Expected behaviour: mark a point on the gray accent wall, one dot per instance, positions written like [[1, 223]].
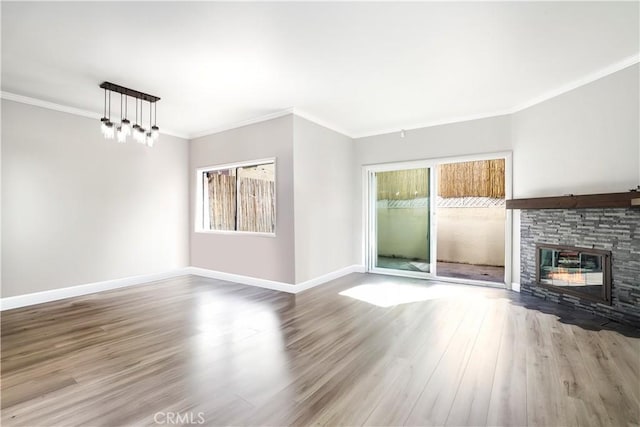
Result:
[[324, 192], [263, 257], [78, 209]]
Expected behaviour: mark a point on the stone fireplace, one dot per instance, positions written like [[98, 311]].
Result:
[[585, 258]]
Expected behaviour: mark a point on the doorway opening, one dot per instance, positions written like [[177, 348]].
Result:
[[471, 220], [402, 220], [441, 219]]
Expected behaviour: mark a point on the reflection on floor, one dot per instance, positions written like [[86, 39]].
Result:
[[363, 349], [487, 273], [406, 264], [445, 269]]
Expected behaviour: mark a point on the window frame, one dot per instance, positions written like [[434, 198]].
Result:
[[200, 197]]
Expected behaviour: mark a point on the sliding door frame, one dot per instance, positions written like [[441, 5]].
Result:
[[370, 226]]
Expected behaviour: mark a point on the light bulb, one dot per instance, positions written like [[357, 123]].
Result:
[[126, 127], [149, 139], [109, 131], [103, 125], [122, 137]]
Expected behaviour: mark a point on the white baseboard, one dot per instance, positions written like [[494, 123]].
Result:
[[89, 288], [243, 280], [308, 284], [274, 285]]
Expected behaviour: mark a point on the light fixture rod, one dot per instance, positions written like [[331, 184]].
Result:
[[129, 92]]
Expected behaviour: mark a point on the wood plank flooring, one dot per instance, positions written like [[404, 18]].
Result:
[[238, 355]]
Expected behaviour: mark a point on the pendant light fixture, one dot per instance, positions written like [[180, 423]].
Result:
[[140, 135], [125, 129], [107, 126], [149, 139], [155, 130]]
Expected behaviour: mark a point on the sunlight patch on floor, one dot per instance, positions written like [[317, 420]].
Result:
[[390, 294]]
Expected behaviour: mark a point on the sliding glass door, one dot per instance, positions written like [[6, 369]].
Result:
[[442, 219], [401, 221]]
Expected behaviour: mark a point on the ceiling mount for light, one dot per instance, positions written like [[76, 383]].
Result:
[[124, 129]]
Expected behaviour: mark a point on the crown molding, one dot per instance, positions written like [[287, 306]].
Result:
[[313, 119], [9, 96], [589, 78], [448, 121], [242, 123], [583, 81]]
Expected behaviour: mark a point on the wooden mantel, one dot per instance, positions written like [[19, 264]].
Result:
[[608, 200]]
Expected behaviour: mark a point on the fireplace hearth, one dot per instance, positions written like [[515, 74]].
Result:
[[581, 272], [585, 258]]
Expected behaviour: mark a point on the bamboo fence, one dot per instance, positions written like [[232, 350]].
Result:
[[403, 185], [251, 209], [472, 179], [257, 205], [222, 202]]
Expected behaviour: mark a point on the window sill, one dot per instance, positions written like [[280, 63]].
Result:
[[236, 233]]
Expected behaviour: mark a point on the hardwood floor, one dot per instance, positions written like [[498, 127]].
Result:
[[228, 354]]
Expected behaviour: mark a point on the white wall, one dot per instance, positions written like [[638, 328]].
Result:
[[581, 142], [584, 141], [271, 258], [78, 209], [471, 235], [323, 192]]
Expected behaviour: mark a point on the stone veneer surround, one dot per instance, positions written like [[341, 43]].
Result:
[[612, 229]]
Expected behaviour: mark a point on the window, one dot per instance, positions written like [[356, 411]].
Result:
[[239, 197]]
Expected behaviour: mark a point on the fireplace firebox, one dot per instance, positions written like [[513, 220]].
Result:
[[580, 272]]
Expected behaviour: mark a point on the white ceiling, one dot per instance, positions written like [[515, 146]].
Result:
[[361, 68]]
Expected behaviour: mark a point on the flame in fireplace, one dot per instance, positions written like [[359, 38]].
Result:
[[563, 274]]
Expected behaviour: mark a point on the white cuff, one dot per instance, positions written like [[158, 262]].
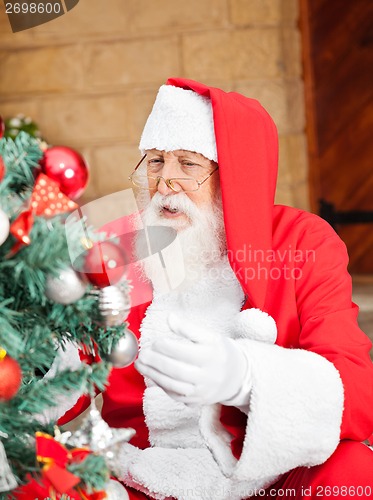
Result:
[[241, 398]]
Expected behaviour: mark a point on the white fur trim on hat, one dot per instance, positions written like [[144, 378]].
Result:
[[180, 119]]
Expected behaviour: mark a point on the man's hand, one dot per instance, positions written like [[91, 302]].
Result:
[[199, 368]]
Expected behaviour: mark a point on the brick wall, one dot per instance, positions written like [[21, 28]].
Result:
[[90, 77]]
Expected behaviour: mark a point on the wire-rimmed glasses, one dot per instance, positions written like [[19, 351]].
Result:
[[177, 184]]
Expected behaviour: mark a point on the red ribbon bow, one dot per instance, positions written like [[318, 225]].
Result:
[[47, 201]]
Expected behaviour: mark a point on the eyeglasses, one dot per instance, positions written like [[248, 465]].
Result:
[[177, 184]]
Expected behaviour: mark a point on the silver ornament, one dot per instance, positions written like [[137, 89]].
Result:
[[116, 491], [114, 304], [65, 288], [125, 351], [7, 480], [98, 436], [4, 226]]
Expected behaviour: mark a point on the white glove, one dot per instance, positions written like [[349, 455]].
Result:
[[199, 368]]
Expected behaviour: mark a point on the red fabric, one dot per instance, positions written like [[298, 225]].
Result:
[[290, 264], [346, 474]]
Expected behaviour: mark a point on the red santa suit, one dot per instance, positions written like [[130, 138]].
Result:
[[312, 385]]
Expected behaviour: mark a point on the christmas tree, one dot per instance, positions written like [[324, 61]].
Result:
[[47, 311]]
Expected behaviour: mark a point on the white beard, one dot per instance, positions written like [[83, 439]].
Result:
[[198, 242]]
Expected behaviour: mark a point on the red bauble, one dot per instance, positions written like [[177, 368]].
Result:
[[104, 264], [68, 168], [2, 128], [10, 378]]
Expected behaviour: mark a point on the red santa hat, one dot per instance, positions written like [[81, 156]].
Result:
[[239, 134]]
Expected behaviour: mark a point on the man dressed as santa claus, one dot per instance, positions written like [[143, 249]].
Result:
[[253, 377]]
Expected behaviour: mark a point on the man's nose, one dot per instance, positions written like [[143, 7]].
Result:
[[163, 187], [168, 171]]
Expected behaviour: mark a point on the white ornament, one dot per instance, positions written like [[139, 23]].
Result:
[[116, 491], [7, 480], [65, 288], [96, 434], [125, 351], [114, 304], [4, 226]]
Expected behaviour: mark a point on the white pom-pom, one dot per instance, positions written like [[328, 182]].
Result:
[[255, 324]]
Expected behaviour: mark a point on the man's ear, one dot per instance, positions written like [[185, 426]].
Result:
[[34, 14]]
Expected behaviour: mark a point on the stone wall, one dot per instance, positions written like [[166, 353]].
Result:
[[90, 77]]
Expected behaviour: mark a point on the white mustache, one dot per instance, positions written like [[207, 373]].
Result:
[[179, 201]]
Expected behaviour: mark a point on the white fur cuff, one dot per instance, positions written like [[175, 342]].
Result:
[[295, 411]]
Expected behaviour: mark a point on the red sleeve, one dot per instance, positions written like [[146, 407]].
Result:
[[328, 319]]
★ ★ ★ ★ ★ ★ ★
-- What the task requires --
Note every line of the records that holds the word "fireplace", and copy it.

-- Solution for this exercise --
Expected behaviour: mark a point on the stone fireplace, one dot per instance, positions written like [[98, 311]].
Expected behaviour: mark a point on the fireplace hearth, one dot per instance, positions written like [[515, 74]].
Expected behaviour: mark a point on the fireplace firebox, one dot per instance, positions written like [[513, 220]].
Expected behaviour: mark a point on the flame in fireplace, one dot per instance, positions written like [[359, 38]].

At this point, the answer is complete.